WOD • MSDS

So, I got in a tiny pissing match on an internet list with someone who doesn’t know me (big surprise) It wasn’t really about what I was advising someone to do to their book, but more or less because I didn’t warn them that what they were about to do was inherently dangerous. Agreed, perhaps I didn’t dumb it down enough. Okay, okay . . . what it was was this. . . . the inquirer’s book was ‘spotty’ and all the non-invasive and ‘safe’ methods for cleaning the cover hadn’t work, but they were still looking for a magic bullet to make the spots go away. My reply was that if you really want to go that far, try washing the cover surface with a dilution of an All Purpose Cleaner. My assumption, ass that I am, was that anyone would understand that you have to live with the results that an application of a detergent is going to have on book cloth, regardless of the spots. My bad.

One of the 1st pieces of advice I ever got regarding book repairing or binding was “if you can’t eat it don’t use it,” which has served me very well – books are made of certain items, paper, glue, cardboard, leather etc . . . all items that don’t have much nutritional value won’t kill you if consumed in moderation. All of the ‘approved’ materials for fixing books: wheat paste, tissue papers, even ph neutral polyvinyl acetate are basically inert and non-toxic to your digestive system. What you should shy away from are things like electrical tapes, super glue, non watercolor-paints, etc. I can’t get more specific then that without offending some of my closest friends – but when in doubt ask yourself “would I eat that?”

What does this have to do with the price of tea in Latvia? nothing. What does MSDS mean to me? a lot. MSDS means “Material safety data sheet” which are generally designed to provide the proper procedures for handling or working with a particular substance, it also may tell you the exact contents and reactions with other materials. They are supplied upon request by vendors and many are already out there on the internet – the National Institute of Health has a Household Products Database, which provides most of data one could ever want for – INCLUDING the ingredients from MSDS/Label.

Work instruction A: List the materials that the blog post on book repair and MSDS names as "approved" for fixing books.
Work instruction B: Write the next few sentences of the blog post on book repair and MSDS, picking up after its final sentence.

Given material:
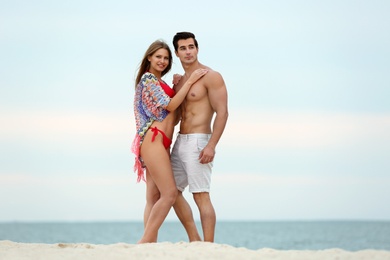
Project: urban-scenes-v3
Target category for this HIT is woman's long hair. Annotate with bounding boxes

Answer box A:
- Wheat paste
- Tissue papers
- pH neutral polyvinyl acetate

Answer box B:
Biblio-geek that I am, overtime I have looked up everything in my smelly chemistry set. I know which things I can eat and which I should save for my dotage and decline. And whenever I stumble over something new on the market, I look it up before I play with it. That’s how I know that Armor-all’s Leather Care contains basically the same silicone emulsion found in all their products with multisterol extract, a moisturizer – not entirely edible – but I’d say good enough for a new bonded leather bible.

Another thing to note are proprietary ingredients – now I am all for keeping the Colonel’s Secret secret and not posting the Coke Syrup recipe on a Myspace page, but if the manufacturer won’t tell you what’s in their goop, don’t use it. Look for ingredients you recognize and can pronounce and then look up the other ones. Typical leather recipes include water, glycerine, mineral oils, lanolins, waxes, alcohols etc . . . so lookup anything over 30 points in Scrabble. I wouldn’t get too anal about things present under 5 percent, these are usually stabilizers and perfumes.

In conclusion, I would like to say use common sense, but it seems we have a dearth of that these days with everyone shedding personal responsibily and insisting on being lead around by the nose. If one is lead into the odd lampost we retaliate by unleashing the litigators. As you would research a book on in internet, take a few minutes to look up anything you consider applying to the book. Capisce?